▸ **Provided passage**:

If you really don't know anyone, including the mom-to-be, I wouldn't go. Especially if it's really far away. Definitely send a gift and wish her well, but don't feel bad about not wanting to be alone in a room full of women you don't know.
I'd go but that's just me. This might sound horrible but just think you could invite them to your shower... more help preparing for new baby. Plus you might have fun and make some friends.
Meh, I'd probably send a card & g/c with DH to work saying something like "Sorry I won't be able to attend but wishing you a happy pregnancy" or something to that extent.. then again, I'm usually a sucker for being nice.
I wouldn't want to go either. My DH's stepsister is having a baby shower in 3 weeks and I'm thinking of not going either, it's super far and DH and I have only known her for like 6 years but hardly have seen her only at big events like her wedding, my wedding, a vacay, we don't even see each other on major holidays. I wouldn't know anybody there either, but DH stepmom so I'm opting out too!
I think I would go, especially if you think they may be throwing you a shower in the future. I am pretty shy and do get uncomfortable in situations where I don't know many people or know anyone very well, but am a sucker when people are being nice to me, and it sounds like that's what they are doing. Especially if your friends are all far away, maybe you could make some new ones in these ladies??
I'm going to say go for it! You can never have too many mom-friends! I myself have horrible social anxiety as well, but when I force myself to go to things like this, I'm almost always happy that I went.

▸ **Stated task**: Reproduce the forum replies about going to a baby shower word for word, from start to finish.

▸ **Material supplied**:
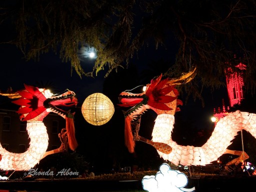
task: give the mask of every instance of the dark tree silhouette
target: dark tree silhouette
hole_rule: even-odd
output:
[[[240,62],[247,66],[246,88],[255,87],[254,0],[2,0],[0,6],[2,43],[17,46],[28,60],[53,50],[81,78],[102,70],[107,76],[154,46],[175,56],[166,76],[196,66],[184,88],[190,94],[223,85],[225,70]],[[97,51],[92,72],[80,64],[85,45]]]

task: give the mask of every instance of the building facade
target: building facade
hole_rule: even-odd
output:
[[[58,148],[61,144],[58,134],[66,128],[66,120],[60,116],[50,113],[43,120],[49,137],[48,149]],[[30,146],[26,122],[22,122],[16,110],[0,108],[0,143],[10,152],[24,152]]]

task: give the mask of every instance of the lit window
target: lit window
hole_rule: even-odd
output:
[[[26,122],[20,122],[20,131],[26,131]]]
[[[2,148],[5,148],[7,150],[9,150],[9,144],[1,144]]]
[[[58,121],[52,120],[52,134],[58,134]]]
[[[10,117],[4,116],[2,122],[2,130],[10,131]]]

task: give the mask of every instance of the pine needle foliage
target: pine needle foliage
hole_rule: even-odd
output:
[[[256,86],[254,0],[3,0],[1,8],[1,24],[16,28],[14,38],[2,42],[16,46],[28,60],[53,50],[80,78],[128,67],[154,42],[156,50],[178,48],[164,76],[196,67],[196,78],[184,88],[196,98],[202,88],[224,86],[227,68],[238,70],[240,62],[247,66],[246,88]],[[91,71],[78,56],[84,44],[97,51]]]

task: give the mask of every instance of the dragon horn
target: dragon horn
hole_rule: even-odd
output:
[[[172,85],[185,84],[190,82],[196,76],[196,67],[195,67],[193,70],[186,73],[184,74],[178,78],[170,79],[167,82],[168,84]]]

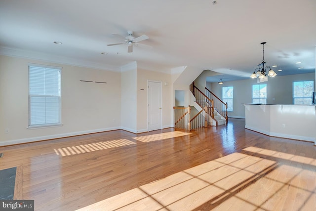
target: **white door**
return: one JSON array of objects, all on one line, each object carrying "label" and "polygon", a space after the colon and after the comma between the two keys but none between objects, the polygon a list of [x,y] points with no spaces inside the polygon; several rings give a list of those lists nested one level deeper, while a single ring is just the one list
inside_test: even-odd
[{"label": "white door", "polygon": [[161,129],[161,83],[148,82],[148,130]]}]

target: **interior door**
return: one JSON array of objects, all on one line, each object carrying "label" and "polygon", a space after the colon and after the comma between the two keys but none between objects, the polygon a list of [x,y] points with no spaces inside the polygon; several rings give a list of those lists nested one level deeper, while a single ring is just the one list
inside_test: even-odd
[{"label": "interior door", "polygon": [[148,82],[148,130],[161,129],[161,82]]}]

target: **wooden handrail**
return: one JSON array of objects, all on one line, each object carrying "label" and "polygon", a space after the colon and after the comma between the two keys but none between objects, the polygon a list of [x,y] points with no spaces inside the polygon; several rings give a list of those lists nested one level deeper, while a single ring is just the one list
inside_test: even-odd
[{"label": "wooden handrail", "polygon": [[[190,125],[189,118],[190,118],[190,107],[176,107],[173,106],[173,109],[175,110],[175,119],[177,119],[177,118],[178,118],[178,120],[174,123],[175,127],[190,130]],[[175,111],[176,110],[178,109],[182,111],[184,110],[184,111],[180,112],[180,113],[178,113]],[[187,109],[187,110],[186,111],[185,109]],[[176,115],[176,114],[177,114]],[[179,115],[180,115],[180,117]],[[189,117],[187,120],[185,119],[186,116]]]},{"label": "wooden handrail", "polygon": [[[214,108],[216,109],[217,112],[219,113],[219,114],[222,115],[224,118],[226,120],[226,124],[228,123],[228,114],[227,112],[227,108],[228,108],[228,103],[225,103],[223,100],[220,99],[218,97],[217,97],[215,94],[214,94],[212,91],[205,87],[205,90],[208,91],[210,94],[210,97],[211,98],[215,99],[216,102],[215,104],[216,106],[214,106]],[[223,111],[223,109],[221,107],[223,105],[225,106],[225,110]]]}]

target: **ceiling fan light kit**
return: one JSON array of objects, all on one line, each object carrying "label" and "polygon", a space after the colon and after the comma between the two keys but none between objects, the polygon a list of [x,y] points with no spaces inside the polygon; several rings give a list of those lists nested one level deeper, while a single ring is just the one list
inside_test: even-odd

▸ **Solution to this exercise**:
If you really don't know anyone, including the mom-to-be, I wouldn't go. Especially if it's really far away. Definitely send a gift and wish her well, but don't feel bad about not wanting to be alone in a room full of women you don't know.
I'd go but that's just me. This might sound horrible but just think you could invite them to your shower... more help preparing for new baby. Plus you might have fun and make some friends.
Meh, I'd probably send a card & g/c with DH to work saying something like "Sorry I won't be able to attend but wishing you a happy pregnancy" or something to that extent.. then again, I'm usually a sucker for being nice.
I wouldn't want to go either. My DH's stepsister is having a baby shower in 3 weeks and I'm thinking of not going either, it's super far and DH and I have only known her for like 6 years but hardly have seen her only at big events like her wedding, my wedding, a vacay, we don't even see each other on major holidays. I wouldn't know anybody there either, but DH stepmom so I'm opting out too!
I think I would go, especially if you think they may be throwing you a shower in the future. I am pretty shy and do get uncomfortable in situations where I don't know many people or know anyone very well, but am a sucker when people are being nice to me, and it sounds like that's what they are doing. Especially if your friends are all far away, maybe you could make some new ones in these ladies??
I'm going to say go for it! You can never have too many mom-friends! I myself have horrible social anxiety as well, but when I force myself to go to things like this, I'm almost always happy that I went.